SET TASK:
Count the lines in the entries below that contain the word "fish". Reply with the number alone.
----------------------------------------
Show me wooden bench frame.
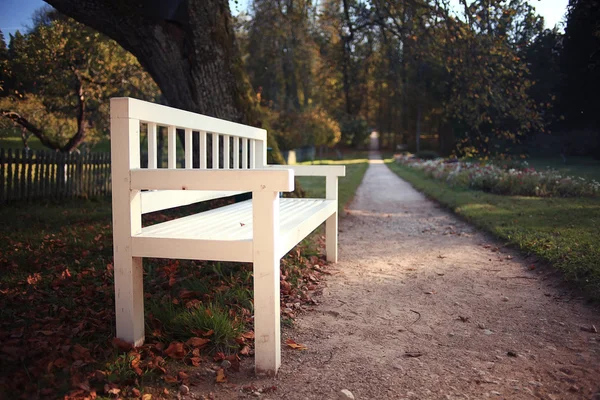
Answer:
[110,98,345,374]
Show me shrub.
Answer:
[415,150,440,160]
[396,155,600,197]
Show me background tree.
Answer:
[559,0,600,156]
[0,9,158,152]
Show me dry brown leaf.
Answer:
[185,337,210,347]
[190,357,202,367]
[285,339,308,350]
[165,342,186,359]
[112,338,133,351]
[217,368,227,383]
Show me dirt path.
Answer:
[195,153,600,399]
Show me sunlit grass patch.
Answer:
[387,160,600,299]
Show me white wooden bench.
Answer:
[110,98,345,374]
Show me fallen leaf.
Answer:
[580,325,598,333]
[285,339,308,350]
[190,357,202,367]
[165,342,186,359]
[185,337,210,347]
[242,331,254,340]
[217,368,227,383]
[112,338,133,351]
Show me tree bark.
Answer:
[45,0,260,125]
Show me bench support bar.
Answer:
[252,192,281,375]
[325,175,338,262]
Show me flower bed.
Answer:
[395,155,600,197]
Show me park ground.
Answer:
[0,152,600,399]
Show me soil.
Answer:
[191,153,600,399]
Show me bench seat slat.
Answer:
[132,198,337,262]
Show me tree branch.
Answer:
[0,110,64,151]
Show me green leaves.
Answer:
[0,12,158,151]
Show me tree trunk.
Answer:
[46,0,254,124]
[45,0,283,162]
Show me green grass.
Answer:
[0,152,367,398]
[527,157,600,182]
[298,153,369,215]
[0,128,110,153]
[386,160,600,300]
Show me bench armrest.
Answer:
[130,168,294,192]
[267,165,346,176]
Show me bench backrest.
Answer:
[110,98,267,214]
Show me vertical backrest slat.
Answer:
[242,138,248,169]
[167,125,177,169]
[223,135,231,169]
[185,129,194,168]
[250,139,256,169]
[148,122,158,169]
[254,140,267,168]
[233,136,240,169]
[212,133,219,169]
[199,131,207,169]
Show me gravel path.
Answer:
[195,153,600,399]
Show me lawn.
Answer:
[527,157,600,182]
[386,159,600,300]
[298,153,369,215]
[0,154,367,399]
[0,128,110,153]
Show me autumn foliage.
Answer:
[0,201,325,400]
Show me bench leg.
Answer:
[325,212,338,262]
[114,256,144,347]
[252,192,281,375]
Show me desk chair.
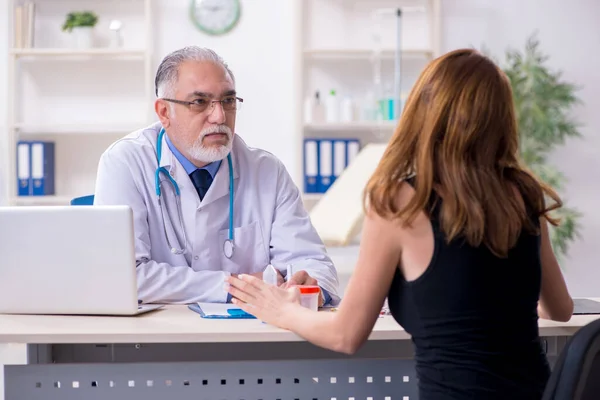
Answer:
[542,319,600,400]
[71,194,94,206]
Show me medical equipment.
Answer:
[297,286,321,311]
[154,128,235,258]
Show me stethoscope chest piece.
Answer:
[223,239,234,258]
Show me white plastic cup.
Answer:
[297,286,321,311]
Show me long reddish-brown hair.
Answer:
[364,49,562,257]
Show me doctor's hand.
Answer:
[282,271,325,307]
[225,274,304,329]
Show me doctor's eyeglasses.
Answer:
[162,96,244,113]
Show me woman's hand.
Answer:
[225,274,302,329]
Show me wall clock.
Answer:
[190,0,242,35]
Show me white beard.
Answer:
[188,125,233,163]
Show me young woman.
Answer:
[228,50,573,400]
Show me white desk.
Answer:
[0,306,600,400]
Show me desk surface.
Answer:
[0,305,600,344]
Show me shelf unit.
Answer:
[297,0,442,208]
[0,0,154,206]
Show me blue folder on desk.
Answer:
[188,303,256,319]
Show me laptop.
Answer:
[0,206,162,315]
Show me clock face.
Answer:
[190,0,241,35]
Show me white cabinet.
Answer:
[298,0,441,208]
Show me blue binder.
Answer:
[30,141,55,196]
[304,138,360,193]
[188,303,256,319]
[16,141,33,196]
[317,139,334,193]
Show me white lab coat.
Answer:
[94,122,340,304]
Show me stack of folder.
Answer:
[304,139,360,193]
[17,141,55,196]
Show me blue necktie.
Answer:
[190,169,212,200]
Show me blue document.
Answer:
[188,303,256,319]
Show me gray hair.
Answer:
[154,46,235,97]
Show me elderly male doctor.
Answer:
[94,47,339,304]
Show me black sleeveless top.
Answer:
[388,181,550,400]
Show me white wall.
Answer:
[0,0,600,296]
[155,0,302,178]
[442,0,600,296]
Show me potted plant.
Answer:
[62,11,98,49]
[502,34,581,259]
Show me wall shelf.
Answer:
[304,121,397,132]
[297,0,442,209]
[9,48,146,60]
[10,196,76,206]
[0,0,156,206]
[304,48,433,61]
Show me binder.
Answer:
[304,139,319,193]
[30,141,55,196]
[188,303,256,319]
[17,141,33,196]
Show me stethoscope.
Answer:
[154,128,235,258]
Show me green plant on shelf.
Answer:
[500,34,581,259]
[62,11,98,32]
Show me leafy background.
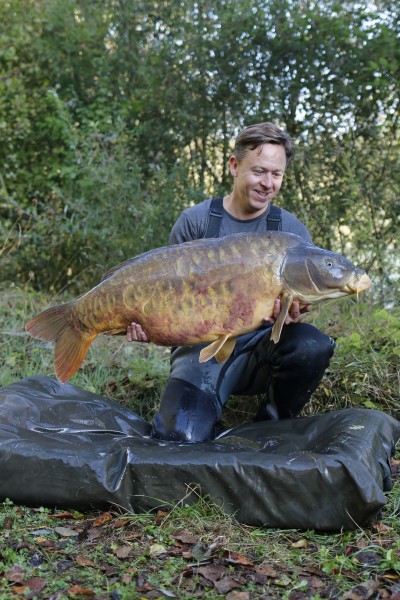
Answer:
[0,0,400,600]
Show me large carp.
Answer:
[25,232,371,382]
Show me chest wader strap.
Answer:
[204,198,282,238]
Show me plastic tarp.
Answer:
[0,375,400,531]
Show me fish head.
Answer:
[283,244,372,304]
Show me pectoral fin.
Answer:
[199,333,236,364]
[271,294,293,344]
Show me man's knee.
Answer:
[277,323,335,368]
[151,378,221,443]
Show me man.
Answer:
[127,123,334,442]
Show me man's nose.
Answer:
[261,173,272,188]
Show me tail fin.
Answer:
[25,302,97,383]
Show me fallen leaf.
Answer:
[93,512,112,527]
[150,544,167,556]
[192,543,216,562]
[4,565,25,583]
[113,545,132,558]
[214,577,241,594]
[195,565,227,583]
[75,554,96,567]
[372,522,393,534]
[54,527,79,537]
[254,566,278,585]
[222,550,253,567]
[87,527,103,542]
[68,585,94,596]
[172,529,199,544]
[292,539,308,548]
[343,579,379,600]
[225,590,250,600]
[23,577,47,594]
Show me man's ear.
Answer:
[229,154,238,177]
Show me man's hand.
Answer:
[264,298,311,325]
[126,323,150,342]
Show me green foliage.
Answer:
[0,0,400,294]
[308,300,400,419]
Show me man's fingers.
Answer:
[126,323,149,342]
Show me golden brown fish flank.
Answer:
[26,232,371,381]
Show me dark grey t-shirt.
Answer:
[169,199,311,244]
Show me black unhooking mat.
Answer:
[0,375,400,531]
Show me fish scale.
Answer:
[25,231,371,381]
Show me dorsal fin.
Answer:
[199,333,236,363]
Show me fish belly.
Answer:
[71,238,282,346]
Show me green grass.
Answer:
[0,287,400,600]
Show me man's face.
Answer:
[229,144,286,217]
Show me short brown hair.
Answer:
[233,123,294,162]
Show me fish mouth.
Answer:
[348,273,372,294]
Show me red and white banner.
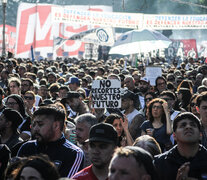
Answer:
[15,3,112,58]
[165,39,198,58]
[0,25,16,53]
[52,6,143,29]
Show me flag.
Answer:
[53,28,114,51]
[31,46,35,62]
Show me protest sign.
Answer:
[146,66,162,86]
[91,79,121,108]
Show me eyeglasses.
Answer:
[5,102,18,106]
[190,103,196,107]
[157,82,166,86]
[162,98,174,101]
[22,84,29,86]
[144,98,153,101]
[152,106,162,109]
[24,96,34,100]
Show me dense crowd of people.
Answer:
[0,55,207,180]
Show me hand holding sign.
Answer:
[91,79,121,108]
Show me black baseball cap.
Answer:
[86,123,118,145]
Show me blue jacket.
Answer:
[17,136,84,178]
[154,145,207,180]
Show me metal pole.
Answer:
[2,2,6,57]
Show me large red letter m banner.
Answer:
[15,3,112,58]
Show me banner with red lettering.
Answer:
[15,3,112,58]
[165,39,198,59]
[0,25,16,54]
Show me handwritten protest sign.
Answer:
[146,66,162,86]
[91,79,121,108]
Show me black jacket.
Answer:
[17,136,84,178]
[154,145,207,180]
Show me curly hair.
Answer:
[147,98,166,124]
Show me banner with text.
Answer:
[52,7,143,29]
[0,25,16,54]
[91,79,121,108]
[52,7,207,30]
[15,3,112,58]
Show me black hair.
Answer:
[33,104,65,130]
[173,112,201,132]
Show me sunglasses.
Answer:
[24,96,34,100]
[144,98,153,101]
[190,103,196,107]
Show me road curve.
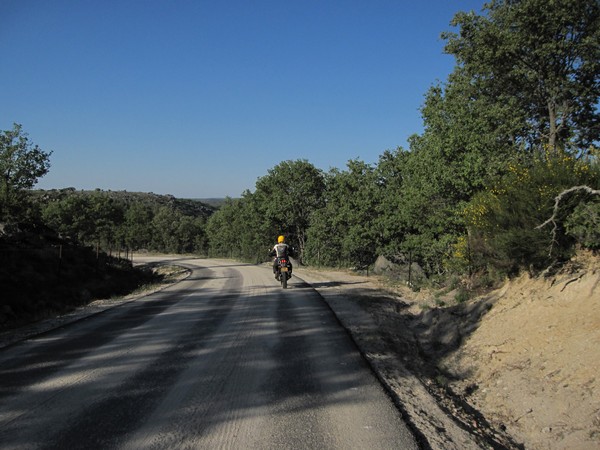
----------------------------------------
REPLY:
5